What the task asks: Look over the entries that follow and work out how many lines contain "Point". State the number only.

Supplied material:
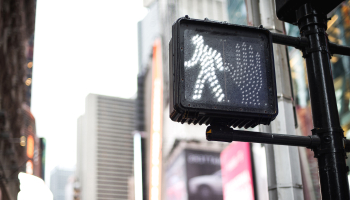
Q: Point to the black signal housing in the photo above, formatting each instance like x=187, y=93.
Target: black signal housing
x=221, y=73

...

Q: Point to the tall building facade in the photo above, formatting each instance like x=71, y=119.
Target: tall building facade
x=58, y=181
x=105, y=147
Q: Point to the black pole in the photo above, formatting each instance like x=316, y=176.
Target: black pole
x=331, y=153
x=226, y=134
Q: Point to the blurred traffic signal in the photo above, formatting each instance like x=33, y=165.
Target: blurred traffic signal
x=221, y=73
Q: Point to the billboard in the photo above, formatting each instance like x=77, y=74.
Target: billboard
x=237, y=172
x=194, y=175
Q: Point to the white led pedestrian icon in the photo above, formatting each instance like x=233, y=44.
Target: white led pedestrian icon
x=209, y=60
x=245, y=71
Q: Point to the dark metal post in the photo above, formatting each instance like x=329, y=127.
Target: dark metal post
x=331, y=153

Task solution: 7